Please count the rows below that contain the string "stem", treating uppercase and lowercase as different, and reply with only that number.

▶

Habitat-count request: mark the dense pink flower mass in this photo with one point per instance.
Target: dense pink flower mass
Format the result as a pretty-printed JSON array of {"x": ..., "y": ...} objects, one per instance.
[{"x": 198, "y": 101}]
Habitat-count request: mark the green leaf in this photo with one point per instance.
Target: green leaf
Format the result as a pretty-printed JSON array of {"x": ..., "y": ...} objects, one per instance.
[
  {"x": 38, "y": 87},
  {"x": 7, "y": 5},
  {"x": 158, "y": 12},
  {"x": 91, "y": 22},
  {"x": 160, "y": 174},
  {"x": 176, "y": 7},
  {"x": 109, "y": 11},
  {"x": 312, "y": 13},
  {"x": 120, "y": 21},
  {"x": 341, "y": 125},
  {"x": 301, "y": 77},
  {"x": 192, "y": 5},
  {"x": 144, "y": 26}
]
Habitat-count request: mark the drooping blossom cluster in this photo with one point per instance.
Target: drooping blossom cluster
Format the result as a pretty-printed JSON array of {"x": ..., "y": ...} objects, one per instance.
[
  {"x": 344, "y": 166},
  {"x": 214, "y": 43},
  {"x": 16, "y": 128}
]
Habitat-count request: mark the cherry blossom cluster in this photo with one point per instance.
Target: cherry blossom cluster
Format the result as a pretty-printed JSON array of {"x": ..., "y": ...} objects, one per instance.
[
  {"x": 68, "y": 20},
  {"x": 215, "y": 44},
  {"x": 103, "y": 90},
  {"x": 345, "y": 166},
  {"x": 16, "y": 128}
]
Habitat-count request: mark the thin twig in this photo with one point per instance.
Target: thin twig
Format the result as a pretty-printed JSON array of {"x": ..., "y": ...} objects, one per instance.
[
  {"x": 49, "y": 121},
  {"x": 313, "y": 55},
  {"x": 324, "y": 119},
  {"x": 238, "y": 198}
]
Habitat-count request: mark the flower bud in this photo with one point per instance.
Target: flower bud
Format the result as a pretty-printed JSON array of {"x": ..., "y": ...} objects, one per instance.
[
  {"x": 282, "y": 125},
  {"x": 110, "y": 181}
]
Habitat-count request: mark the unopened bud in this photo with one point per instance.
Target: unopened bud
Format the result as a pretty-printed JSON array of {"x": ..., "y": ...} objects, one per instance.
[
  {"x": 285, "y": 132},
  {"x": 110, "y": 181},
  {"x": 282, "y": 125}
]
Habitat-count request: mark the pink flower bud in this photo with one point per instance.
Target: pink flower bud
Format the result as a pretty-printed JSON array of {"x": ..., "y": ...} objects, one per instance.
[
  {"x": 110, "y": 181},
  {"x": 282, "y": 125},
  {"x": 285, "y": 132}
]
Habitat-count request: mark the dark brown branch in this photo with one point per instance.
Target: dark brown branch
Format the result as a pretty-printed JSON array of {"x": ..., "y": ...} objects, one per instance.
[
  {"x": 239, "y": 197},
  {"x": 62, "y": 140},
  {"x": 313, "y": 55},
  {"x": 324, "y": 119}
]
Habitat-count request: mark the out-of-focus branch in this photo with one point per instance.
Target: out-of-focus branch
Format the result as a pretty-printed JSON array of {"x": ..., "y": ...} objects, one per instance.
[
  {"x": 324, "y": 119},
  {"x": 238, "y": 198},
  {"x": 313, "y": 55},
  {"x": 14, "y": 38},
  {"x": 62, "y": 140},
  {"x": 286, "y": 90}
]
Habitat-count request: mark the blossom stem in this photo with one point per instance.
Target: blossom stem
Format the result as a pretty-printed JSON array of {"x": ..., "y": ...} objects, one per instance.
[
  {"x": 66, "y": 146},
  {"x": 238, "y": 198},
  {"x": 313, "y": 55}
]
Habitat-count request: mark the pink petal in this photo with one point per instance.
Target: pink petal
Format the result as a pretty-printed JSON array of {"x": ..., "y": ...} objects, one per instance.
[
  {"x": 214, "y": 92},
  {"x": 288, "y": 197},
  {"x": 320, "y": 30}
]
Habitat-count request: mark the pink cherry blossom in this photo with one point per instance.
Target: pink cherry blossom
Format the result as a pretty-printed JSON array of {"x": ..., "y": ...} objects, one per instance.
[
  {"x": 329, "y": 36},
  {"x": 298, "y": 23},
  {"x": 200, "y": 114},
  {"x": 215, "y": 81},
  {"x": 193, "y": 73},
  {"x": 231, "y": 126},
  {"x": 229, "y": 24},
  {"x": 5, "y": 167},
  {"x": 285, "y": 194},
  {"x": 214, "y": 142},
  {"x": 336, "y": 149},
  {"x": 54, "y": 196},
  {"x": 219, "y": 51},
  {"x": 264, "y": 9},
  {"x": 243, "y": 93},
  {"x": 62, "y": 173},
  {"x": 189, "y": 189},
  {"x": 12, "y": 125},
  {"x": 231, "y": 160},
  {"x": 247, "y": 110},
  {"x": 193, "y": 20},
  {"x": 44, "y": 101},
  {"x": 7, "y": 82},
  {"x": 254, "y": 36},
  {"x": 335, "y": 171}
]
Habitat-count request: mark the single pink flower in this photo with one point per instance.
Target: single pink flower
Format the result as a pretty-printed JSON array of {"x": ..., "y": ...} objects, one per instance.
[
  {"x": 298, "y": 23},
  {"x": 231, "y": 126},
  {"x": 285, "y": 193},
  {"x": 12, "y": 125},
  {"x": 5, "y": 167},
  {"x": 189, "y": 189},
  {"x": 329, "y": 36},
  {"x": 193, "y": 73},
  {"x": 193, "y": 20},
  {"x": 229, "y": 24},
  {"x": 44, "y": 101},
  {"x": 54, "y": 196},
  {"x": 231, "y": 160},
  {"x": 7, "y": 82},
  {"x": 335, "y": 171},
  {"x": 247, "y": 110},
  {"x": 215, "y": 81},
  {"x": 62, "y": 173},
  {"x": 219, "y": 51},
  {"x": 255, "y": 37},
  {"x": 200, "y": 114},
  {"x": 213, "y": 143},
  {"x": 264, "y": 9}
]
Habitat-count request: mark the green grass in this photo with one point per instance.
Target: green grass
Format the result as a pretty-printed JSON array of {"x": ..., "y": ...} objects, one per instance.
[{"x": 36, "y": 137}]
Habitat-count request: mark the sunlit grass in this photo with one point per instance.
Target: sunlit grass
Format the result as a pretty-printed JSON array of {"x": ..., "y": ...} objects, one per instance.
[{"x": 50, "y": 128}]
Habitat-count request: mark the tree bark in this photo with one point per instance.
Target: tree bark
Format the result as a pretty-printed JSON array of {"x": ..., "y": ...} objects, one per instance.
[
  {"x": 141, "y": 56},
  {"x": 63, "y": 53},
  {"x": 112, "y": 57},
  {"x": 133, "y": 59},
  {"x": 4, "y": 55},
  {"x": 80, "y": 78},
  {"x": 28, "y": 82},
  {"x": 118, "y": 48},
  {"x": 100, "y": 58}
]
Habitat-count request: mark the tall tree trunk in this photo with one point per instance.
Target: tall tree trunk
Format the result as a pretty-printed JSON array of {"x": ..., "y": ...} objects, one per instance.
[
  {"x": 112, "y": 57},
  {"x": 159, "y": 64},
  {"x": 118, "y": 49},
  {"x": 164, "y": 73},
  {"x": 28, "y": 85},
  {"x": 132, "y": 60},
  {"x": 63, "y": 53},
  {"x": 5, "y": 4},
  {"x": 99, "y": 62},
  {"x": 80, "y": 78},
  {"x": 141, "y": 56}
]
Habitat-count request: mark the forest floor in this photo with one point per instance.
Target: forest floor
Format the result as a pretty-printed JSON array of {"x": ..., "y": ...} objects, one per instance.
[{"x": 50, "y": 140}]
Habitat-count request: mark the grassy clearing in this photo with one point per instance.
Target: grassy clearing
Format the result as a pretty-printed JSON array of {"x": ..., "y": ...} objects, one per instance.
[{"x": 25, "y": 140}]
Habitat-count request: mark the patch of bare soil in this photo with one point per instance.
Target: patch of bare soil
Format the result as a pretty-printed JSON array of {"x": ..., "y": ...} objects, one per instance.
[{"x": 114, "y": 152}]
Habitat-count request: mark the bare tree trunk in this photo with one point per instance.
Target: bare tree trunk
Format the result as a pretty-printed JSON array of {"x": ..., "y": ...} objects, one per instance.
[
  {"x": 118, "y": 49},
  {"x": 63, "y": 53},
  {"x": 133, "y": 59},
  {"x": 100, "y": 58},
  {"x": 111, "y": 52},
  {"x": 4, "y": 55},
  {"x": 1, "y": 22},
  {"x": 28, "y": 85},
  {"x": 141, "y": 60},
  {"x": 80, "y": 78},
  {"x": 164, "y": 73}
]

◀
▶

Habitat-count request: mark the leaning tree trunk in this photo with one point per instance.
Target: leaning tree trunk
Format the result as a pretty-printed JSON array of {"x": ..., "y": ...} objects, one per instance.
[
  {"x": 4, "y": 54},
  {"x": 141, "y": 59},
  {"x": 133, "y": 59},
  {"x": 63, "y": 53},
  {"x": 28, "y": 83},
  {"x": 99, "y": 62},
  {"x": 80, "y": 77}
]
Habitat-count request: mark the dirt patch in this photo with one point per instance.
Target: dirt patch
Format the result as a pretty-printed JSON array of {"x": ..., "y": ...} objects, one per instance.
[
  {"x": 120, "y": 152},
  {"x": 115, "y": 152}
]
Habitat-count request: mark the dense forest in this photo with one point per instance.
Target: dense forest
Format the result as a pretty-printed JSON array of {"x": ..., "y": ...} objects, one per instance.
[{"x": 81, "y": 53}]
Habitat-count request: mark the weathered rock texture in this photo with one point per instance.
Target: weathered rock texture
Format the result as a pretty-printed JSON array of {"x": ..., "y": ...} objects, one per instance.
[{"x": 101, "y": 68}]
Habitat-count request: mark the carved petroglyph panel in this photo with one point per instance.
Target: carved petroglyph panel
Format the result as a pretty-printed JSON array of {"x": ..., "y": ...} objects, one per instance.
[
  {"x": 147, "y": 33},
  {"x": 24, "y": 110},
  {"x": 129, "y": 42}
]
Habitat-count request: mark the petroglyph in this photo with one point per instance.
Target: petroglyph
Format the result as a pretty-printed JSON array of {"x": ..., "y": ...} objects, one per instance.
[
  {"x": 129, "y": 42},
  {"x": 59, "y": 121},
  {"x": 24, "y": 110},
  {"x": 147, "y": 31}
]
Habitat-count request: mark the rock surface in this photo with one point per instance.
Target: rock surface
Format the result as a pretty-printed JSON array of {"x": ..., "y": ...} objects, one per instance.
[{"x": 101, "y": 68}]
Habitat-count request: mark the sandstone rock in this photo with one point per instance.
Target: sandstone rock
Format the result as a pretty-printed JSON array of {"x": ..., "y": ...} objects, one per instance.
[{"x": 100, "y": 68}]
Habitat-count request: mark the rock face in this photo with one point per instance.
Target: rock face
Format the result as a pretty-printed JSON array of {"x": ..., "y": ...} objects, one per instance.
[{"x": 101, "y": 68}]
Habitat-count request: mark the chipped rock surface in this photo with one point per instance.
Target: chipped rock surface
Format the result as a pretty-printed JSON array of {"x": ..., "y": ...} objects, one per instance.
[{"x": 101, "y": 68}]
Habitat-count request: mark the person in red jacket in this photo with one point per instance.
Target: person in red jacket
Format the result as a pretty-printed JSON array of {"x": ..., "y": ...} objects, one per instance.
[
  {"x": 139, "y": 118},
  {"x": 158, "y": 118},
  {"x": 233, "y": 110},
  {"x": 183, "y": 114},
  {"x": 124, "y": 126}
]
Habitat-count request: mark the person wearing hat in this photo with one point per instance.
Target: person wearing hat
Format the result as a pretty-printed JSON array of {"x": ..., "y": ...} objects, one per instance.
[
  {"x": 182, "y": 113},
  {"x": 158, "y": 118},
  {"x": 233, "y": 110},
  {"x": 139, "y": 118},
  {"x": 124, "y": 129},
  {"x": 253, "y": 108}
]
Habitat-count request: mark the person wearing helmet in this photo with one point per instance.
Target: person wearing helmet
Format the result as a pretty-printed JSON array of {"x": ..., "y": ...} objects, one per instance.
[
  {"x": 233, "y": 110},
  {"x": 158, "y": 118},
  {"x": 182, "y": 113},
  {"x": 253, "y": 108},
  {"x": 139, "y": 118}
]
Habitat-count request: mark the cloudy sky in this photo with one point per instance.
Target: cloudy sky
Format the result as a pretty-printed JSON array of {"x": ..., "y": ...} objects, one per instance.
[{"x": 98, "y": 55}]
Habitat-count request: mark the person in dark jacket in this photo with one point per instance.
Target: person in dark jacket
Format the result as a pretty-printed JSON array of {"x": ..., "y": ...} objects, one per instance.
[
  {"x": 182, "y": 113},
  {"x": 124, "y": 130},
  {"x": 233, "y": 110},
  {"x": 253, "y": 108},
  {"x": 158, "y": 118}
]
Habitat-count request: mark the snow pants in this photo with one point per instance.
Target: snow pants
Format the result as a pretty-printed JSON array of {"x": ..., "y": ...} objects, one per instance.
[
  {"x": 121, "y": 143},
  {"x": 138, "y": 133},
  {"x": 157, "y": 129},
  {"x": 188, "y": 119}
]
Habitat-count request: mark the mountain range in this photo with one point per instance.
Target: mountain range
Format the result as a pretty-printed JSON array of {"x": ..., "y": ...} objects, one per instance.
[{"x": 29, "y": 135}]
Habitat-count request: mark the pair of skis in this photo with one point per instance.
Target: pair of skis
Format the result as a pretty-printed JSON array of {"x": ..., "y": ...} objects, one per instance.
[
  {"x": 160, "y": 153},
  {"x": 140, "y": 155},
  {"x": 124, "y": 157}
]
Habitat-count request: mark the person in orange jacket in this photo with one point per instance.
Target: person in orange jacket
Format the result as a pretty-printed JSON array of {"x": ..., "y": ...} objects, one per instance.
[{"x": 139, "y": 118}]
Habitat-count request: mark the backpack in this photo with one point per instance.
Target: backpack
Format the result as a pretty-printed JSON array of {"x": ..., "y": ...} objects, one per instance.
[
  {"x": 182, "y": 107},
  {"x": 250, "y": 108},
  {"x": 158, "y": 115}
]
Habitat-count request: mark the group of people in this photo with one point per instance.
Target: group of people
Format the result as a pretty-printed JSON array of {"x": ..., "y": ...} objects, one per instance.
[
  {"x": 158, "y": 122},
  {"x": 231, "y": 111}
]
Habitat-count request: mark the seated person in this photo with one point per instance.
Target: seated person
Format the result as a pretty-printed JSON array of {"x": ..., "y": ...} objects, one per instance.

◀
▶

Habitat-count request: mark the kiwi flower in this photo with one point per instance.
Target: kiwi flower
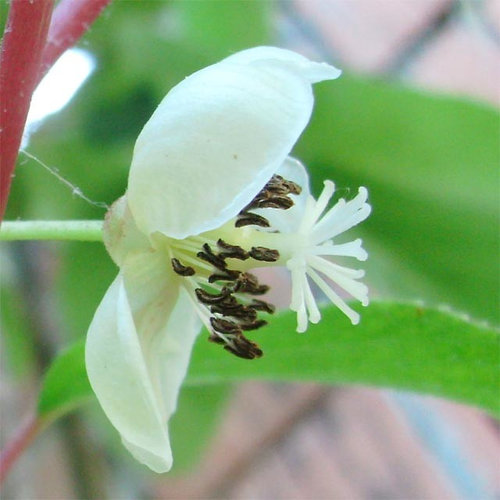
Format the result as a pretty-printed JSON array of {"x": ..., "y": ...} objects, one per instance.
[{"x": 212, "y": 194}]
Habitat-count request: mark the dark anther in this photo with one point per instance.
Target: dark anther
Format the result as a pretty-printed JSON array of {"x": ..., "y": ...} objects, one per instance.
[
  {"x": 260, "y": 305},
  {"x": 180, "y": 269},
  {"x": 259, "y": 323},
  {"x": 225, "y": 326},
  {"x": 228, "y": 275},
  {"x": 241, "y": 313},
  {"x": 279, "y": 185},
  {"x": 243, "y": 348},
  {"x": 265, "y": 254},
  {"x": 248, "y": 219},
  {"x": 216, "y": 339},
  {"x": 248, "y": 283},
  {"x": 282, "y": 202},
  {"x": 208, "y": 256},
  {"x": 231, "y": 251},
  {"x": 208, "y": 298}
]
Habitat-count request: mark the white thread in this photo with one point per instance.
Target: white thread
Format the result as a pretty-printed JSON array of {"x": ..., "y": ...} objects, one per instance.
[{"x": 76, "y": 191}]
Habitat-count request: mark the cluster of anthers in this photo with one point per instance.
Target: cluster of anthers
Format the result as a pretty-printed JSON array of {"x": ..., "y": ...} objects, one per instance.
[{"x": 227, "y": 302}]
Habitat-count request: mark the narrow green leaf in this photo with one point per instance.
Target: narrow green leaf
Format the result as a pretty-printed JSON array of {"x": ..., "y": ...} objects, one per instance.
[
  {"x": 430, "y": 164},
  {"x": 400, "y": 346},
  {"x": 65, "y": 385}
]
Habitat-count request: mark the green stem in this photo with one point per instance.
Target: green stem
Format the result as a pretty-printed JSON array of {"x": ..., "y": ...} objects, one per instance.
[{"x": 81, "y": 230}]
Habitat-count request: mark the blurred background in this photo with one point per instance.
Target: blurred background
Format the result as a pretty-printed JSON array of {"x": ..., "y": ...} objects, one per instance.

◀

> EXERCISE OUTPUT: 4